Extracted information ->
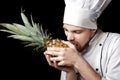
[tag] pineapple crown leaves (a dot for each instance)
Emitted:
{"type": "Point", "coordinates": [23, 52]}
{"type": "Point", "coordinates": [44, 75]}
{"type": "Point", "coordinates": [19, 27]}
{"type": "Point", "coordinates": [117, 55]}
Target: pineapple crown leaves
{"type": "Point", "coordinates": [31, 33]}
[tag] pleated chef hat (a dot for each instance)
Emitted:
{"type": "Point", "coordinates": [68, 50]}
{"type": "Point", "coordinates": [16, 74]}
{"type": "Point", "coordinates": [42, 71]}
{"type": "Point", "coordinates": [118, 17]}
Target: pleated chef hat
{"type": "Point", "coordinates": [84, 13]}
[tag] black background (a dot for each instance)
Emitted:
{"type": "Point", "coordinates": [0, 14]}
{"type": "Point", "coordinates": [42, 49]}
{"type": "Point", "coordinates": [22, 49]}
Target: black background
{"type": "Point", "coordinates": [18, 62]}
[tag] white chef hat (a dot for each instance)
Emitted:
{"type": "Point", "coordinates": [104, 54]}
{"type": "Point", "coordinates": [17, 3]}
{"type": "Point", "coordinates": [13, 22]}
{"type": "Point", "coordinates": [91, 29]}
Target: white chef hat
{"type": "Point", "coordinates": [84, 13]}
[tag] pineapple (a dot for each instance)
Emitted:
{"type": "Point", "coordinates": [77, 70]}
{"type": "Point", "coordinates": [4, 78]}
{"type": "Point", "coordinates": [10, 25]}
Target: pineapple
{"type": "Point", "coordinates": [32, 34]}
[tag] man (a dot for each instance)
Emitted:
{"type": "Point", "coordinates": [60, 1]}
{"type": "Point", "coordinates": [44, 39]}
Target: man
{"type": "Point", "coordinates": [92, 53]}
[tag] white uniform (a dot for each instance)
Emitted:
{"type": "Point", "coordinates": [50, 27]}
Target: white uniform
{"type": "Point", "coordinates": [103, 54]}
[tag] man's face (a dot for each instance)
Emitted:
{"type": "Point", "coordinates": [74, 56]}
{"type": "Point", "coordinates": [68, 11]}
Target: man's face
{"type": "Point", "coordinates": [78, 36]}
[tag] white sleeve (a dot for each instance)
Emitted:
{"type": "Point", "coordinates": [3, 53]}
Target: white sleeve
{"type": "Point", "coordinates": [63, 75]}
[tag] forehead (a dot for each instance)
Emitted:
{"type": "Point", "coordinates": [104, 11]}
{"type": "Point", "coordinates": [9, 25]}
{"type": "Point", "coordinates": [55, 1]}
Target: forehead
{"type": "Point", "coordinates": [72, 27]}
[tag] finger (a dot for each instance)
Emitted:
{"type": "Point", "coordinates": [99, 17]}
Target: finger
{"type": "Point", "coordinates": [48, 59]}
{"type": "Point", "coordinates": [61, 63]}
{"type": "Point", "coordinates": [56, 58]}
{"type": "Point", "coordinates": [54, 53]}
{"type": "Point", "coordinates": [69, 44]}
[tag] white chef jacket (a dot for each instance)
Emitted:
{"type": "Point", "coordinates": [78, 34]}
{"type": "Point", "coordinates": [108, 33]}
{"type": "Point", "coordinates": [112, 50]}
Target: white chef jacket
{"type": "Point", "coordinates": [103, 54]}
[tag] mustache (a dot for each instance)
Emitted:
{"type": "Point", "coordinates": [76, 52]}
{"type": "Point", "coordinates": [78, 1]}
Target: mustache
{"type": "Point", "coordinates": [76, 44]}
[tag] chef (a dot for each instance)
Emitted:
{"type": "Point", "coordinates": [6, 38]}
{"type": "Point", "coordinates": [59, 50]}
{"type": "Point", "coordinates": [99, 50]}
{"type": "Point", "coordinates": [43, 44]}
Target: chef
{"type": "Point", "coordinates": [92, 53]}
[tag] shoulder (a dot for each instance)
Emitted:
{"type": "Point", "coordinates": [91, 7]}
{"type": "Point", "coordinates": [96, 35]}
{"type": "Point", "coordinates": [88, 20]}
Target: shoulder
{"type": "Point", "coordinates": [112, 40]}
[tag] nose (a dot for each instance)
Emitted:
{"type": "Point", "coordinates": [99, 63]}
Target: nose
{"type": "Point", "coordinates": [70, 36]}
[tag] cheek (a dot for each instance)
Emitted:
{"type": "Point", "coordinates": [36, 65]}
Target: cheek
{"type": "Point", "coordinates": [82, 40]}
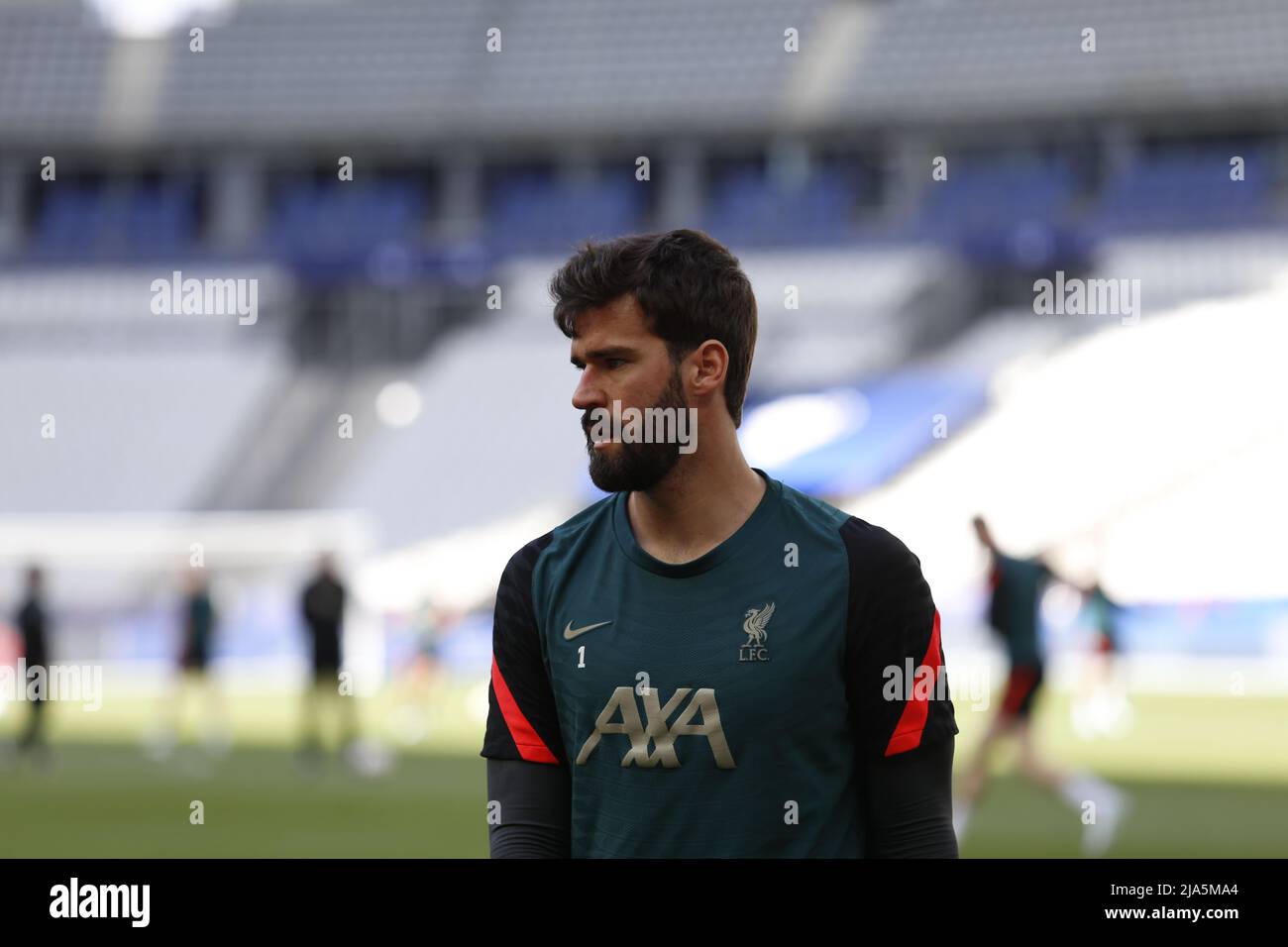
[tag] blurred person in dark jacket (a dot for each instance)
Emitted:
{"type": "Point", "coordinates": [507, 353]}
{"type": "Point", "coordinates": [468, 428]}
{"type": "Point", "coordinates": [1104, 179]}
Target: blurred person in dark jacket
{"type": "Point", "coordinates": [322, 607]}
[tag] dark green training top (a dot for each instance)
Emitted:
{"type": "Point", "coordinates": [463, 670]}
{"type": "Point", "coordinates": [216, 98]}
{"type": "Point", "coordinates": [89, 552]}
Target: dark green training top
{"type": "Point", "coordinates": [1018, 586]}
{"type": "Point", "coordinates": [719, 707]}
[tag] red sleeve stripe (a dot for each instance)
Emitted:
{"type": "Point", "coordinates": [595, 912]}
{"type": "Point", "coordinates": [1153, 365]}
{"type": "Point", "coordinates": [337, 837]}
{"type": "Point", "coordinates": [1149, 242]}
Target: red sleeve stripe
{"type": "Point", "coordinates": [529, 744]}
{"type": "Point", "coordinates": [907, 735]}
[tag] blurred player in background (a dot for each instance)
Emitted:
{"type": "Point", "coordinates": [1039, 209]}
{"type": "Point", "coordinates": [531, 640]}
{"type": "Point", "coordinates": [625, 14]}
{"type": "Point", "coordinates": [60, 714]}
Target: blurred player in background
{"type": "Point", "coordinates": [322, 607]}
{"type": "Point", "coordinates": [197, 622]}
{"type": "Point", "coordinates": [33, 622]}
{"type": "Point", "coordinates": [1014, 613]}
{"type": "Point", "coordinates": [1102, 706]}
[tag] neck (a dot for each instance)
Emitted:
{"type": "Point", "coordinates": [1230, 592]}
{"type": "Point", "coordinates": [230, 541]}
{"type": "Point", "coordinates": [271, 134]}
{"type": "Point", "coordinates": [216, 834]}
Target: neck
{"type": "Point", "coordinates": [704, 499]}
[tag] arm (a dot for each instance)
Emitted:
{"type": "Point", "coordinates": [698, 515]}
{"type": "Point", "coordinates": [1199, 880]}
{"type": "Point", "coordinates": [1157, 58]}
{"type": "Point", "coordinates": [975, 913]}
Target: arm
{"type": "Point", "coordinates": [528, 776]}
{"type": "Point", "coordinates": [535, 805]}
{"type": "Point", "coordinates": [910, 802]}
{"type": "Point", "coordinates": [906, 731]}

How to complete this task -> The material above should be printed again exactly, with each picture left out.

Response ->
[tag] pineapple crown leaves (a dot for each instance)
Emitted:
{"type": "Point", "coordinates": [23, 52]}
{"type": "Point", "coordinates": [44, 75]}
{"type": "Point", "coordinates": [19, 27]}
{"type": "Point", "coordinates": [117, 55]}
Target: pineapple crown leaves
{"type": "Point", "coordinates": [31, 33]}
[tag] pleated chef hat (a dot for each instance)
Emitted:
{"type": "Point", "coordinates": [68, 50]}
{"type": "Point", "coordinates": [16, 74]}
{"type": "Point", "coordinates": [42, 71]}
{"type": "Point", "coordinates": [118, 17]}
Target: pleated chef hat
{"type": "Point", "coordinates": [84, 13]}
[tag] black background (a dot for each instance)
Emitted:
{"type": "Point", "coordinates": [0, 14]}
{"type": "Point", "coordinates": [42, 49]}
{"type": "Point", "coordinates": [22, 49]}
Target: black background
{"type": "Point", "coordinates": [18, 62]}
[tag] white chef hat (a dot for each instance)
Emitted:
{"type": "Point", "coordinates": [104, 54]}
{"type": "Point", "coordinates": [17, 3]}
{"type": "Point", "coordinates": [13, 22]}
{"type": "Point", "coordinates": [91, 29]}
Target: white chef hat
{"type": "Point", "coordinates": [84, 13]}
[tag] pineapple (a dot for each instance)
Emitted:
{"type": "Point", "coordinates": [77, 70]}
{"type": "Point", "coordinates": [4, 78]}
{"type": "Point", "coordinates": [10, 25]}
Target: pineapple
{"type": "Point", "coordinates": [32, 34]}
[tag] man (a dot for each instance)
Emitted:
{"type": "Point", "coordinates": [60, 1]}
{"type": "Point", "coordinates": [44, 39]}
Target: man
{"type": "Point", "coordinates": [92, 53]}
[tag] white uniform (a dot for each instance)
Emitted:
{"type": "Point", "coordinates": [50, 27]}
Target: white uniform
{"type": "Point", "coordinates": [103, 54]}
[tag] man's face (a dot for each instance)
Emitted:
{"type": "Point", "coordinates": [74, 56]}
{"type": "Point", "coordinates": [68, 11]}
Target: man's face
{"type": "Point", "coordinates": [78, 36]}
[tag] white sleeve (a dot for each instance)
Emitted:
{"type": "Point", "coordinates": [3, 53]}
Target: white sleeve
{"type": "Point", "coordinates": [63, 75]}
[tag] forehead (a dot for each instance)
Emitted:
{"type": "Point", "coordinates": [104, 11]}
{"type": "Point", "coordinates": [9, 25]}
{"type": "Point", "coordinates": [55, 1]}
Target: forehead
{"type": "Point", "coordinates": [72, 27]}
[tag] finger (a dot for each instance)
Emitted:
{"type": "Point", "coordinates": [99, 17]}
Target: finger
{"type": "Point", "coordinates": [48, 59]}
{"type": "Point", "coordinates": [61, 63]}
{"type": "Point", "coordinates": [56, 58]}
{"type": "Point", "coordinates": [54, 53]}
{"type": "Point", "coordinates": [69, 44]}
[tag] white chef jacket (a dot for each instance)
Emitted:
{"type": "Point", "coordinates": [78, 34]}
{"type": "Point", "coordinates": [108, 33]}
{"type": "Point", "coordinates": [112, 50]}
Target: white chef jacket
{"type": "Point", "coordinates": [103, 54]}
[tag] mustache (a dot for each instance)
Emitted:
{"type": "Point", "coordinates": [76, 52]}
{"type": "Point", "coordinates": [78, 1]}
Target: mustache
{"type": "Point", "coordinates": [76, 44]}
[tag] chef (a dot for each instance)
Emitted:
{"type": "Point", "coordinates": [6, 38]}
{"type": "Point", "coordinates": [59, 50]}
{"type": "Point", "coordinates": [99, 50]}
{"type": "Point", "coordinates": [43, 44]}
Target: chef
{"type": "Point", "coordinates": [92, 53]}
[tag] shoulder (a dot for each instance)
Emitted:
{"type": "Point", "coordinates": [91, 7]}
{"type": "Point", "coordinates": [96, 35]}
{"type": "Point", "coordinates": [88, 20]}
Target: shoulder
{"type": "Point", "coordinates": [112, 40]}
[tag] nose (a dot for each instance)
Emitted:
{"type": "Point", "coordinates": [99, 63]}
Target: nose
{"type": "Point", "coordinates": [70, 36]}
[tag] cheek (a dot for each instance)
Emitted:
{"type": "Point", "coordinates": [36, 65]}
Target: cheek
{"type": "Point", "coordinates": [82, 40]}
[tag] blurred person in dark jacket (a dot for each instance)
Emitted:
{"type": "Point", "coordinates": [507, 353]}
{"type": "Point", "coordinates": [468, 428]}
{"type": "Point", "coordinates": [1104, 179]}
Target: blurred person in dark jacket
{"type": "Point", "coordinates": [322, 607]}
[tag] dark green training top (a dot for each instance)
Emitted:
{"type": "Point", "coordinates": [463, 670]}
{"type": "Point", "coordinates": [216, 98]}
{"type": "Point", "coordinates": [89, 552]}
Target: dark green training top
{"type": "Point", "coordinates": [1018, 586]}
{"type": "Point", "coordinates": [719, 707]}
[tag] red sleeve stripe (a dot for each instance)
Emitted:
{"type": "Point", "coordinates": [595, 912]}
{"type": "Point", "coordinates": [1153, 365]}
{"type": "Point", "coordinates": [337, 837]}
{"type": "Point", "coordinates": [1149, 242]}
Target: red sleeve stripe
{"type": "Point", "coordinates": [529, 744]}
{"type": "Point", "coordinates": [907, 735]}
[tag] blurred player in background (a dot for each instance)
Emitted:
{"type": "Point", "coordinates": [1039, 209]}
{"type": "Point", "coordinates": [531, 640]}
{"type": "Point", "coordinates": [625, 14]}
{"type": "Point", "coordinates": [60, 714]}
Target: blurred player in background
{"type": "Point", "coordinates": [322, 607]}
{"type": "Point", "coordinates": [197, 622]}
{"type": "Point", "coordinates": [33, 622]}
{"type": "Point", "coordinates": [1014, 613]}
{"type": "Point", "coordinates": [1102, 706]}
[tag] neck (a dot for each instance)
Emitted:
{"type": "Point", "coordinates": [1230, 592]}
{"type": "Point", "coordinates": [230, 541]}
{"type": "Point", "coordinates": [271, 134]}
{"type": "Point", "coordinates": [216, 834]}
Target: neck
{"type": "Point", "coordinates": [704, 499]}
[tag] arm (a dot for each instance)
Emitted:
{"type": "Point", "coordinates": [698, 515]}
{"type": "Point", "coordinates": [1199, 880]}
{"type": "Point", "coordinates": [1157, 58]}
{"type": "Point", "coordinates": [975, 913]}
Target: arm
{"type": "Point", "coordinates": [528, 776]}
{"type": "Point", "coordinates": [535, 805]}
{"type": "Point", "coordinates": [910, 802]}
{"type": "Point", "coordinates": [906, 731]}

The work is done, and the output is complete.